[Dataset excerpts on object pointing]
--- begin ---

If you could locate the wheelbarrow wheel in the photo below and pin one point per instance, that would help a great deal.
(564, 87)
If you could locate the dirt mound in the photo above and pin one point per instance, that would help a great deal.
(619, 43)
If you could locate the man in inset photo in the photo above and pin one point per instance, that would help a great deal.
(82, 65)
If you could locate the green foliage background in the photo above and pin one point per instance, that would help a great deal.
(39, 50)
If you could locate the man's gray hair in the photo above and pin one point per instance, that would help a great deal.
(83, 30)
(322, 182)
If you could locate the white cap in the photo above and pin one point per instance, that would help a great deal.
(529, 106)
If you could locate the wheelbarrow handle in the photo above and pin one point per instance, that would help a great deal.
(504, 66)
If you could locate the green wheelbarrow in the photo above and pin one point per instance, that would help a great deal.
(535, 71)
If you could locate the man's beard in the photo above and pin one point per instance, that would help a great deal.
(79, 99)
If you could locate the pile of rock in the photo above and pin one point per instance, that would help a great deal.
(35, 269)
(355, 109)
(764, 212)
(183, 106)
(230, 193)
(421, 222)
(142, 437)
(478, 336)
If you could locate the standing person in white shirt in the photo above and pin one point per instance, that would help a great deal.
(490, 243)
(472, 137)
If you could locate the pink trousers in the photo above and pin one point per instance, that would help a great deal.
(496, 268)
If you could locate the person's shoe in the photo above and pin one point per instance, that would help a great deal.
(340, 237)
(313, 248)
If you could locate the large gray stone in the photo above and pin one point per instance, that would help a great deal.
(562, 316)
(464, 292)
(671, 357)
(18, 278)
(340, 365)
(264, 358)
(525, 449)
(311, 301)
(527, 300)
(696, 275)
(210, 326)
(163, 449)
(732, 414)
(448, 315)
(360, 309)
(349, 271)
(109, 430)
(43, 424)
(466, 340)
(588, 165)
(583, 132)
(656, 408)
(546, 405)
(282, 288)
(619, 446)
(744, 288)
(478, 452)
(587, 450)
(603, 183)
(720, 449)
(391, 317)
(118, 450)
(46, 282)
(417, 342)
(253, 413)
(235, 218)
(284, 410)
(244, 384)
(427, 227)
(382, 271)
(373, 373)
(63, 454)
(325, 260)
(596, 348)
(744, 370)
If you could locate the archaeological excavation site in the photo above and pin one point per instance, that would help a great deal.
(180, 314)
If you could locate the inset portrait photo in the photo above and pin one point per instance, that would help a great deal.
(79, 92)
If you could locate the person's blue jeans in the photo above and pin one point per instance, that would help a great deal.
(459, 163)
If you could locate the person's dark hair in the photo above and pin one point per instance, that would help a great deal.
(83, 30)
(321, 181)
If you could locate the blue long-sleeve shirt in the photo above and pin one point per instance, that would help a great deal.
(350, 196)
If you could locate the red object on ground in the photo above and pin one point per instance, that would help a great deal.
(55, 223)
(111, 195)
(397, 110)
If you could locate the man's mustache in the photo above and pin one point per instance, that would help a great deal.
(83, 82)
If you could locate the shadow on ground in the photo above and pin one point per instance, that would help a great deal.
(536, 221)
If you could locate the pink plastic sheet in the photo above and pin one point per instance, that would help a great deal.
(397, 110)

--- end ---

== SHORT TASK ==
Please repeat all the records above exactly as they appear.

== RESPONSE ==
If you could locate the wheelbarrow wheel in the photo below and pin one point per instance, that would help a great deal.
(564, 87)
If you could locate the dirt mound in the photo above and pin one point per instance, that would help a great deal.
(619, 43)
If you could locate the man in inset photo in the photo above and pin one point per instance, that would help a great deal.
(82, 65)
If you could locate the green foliage background in the photo above and pin one point per instance, that would help a great deal.
(39, 50)
If you could locate the man's gray hair in the photo above and pin one point per instance, that would help a great deal.
(83, 30)
(322, 182)
If you could locate the white cap in the photo above and pin one point per instance, that would help a great deal.
(529, 106)
If you could locate the wheelbarrow handle in the photo above and pin one point per instance, that would help a great deal.
(504, 66)
If you could locate the green wheelbarrow in the photo above and pin one point per instance, that would help a great deal.
(535, 71)
If you could locate the man's beard in the photo above and pin one point per instance, that would help a great deal.
(79, 99)
If you could locate the pile of rock in the photo above and pin one point per instance, that would help a great deal.
(35, 269)
(355, 109)
(764, 212)
(183, 106)
(230, 193)
(421, 222)
(142, 437)
(478, 336)
If you could locate the standing person in white shirt in the photo above and pin one point per instance, that would help a great deal.
(490, 243)
(472, 137)
If you could locate the pink trousers in the photo above and pin one point per instance, that would help a great deal.
(496, 268)
If you could locate the person's shoe in the photo above and pin one point per instance, that would help a great deal.
(340, 237)
(313, 248)
If you could locate the large gray stone in the photo above and pin one point per instance, that would help a great deal.
(562, 316)
(464, 292)
(671, 357)
(18, 278)
(340, 365)
(264, 358)
(525, 449)
(311, 301)
(527, 300)
(696, 275)
(210, 326)
(163, 449)
(732, 414)
(448, 315)
(360, 309)
(349, 271)
(109, 430)
(43, 424)
(466, 340)
(588, 165)
(583, 132)
(656, 408)
(546, 405)
(282, 288)
(619, 446)
(744, 288)
(478, 452)
(587, 450)
(603, 183)
(720, 449)
(391, 317)
(118, 450)
(46, 282)
(417, 342)
(253, 413)
(235, 218)
(284, 410)
(244, 384)
(427, 227)
(382, 271)
(373, 373)
(63, 454)
(325, 260)
(596, 348)
(744, 370)
If you could locate the archaeological excavation site in the photo above and pin one point per instance, that would help a great deal.
(180, 314)
If you could locate the inset portrait photo in the photo above and pin one point per instance, that would help a great deal.
(79, 92)
If you could locate the person's blue jeans in the photo above and pin one point per instance, that would help a great deal.
(459, 163)
If you could locate the person's dark hair in the photo above and pin one point per instance, that would help a great deal.
(83, 30)
(321, 181)
If you could locate the blue long-sleeve shirt in the photo above and pin one point per instance, that would help a great deal.
(350, 196)
If you could locate the red object on ground in the photo above and pin one point per instance, that would help a great deal.
(55, 223)
(111, 195)
(397, 110)
If you could locate the man's mustache in the photo above and pin one point per instance, that would help a great deal.
(83, 82)
If you could locate the shadow on ground in the photo above and pin one point per instance, that would help a great deal.
(536, 221)
If you could locate the pink plastic sheet in the photo above and pin one point per instance, that would help a great deal.
(397, 110)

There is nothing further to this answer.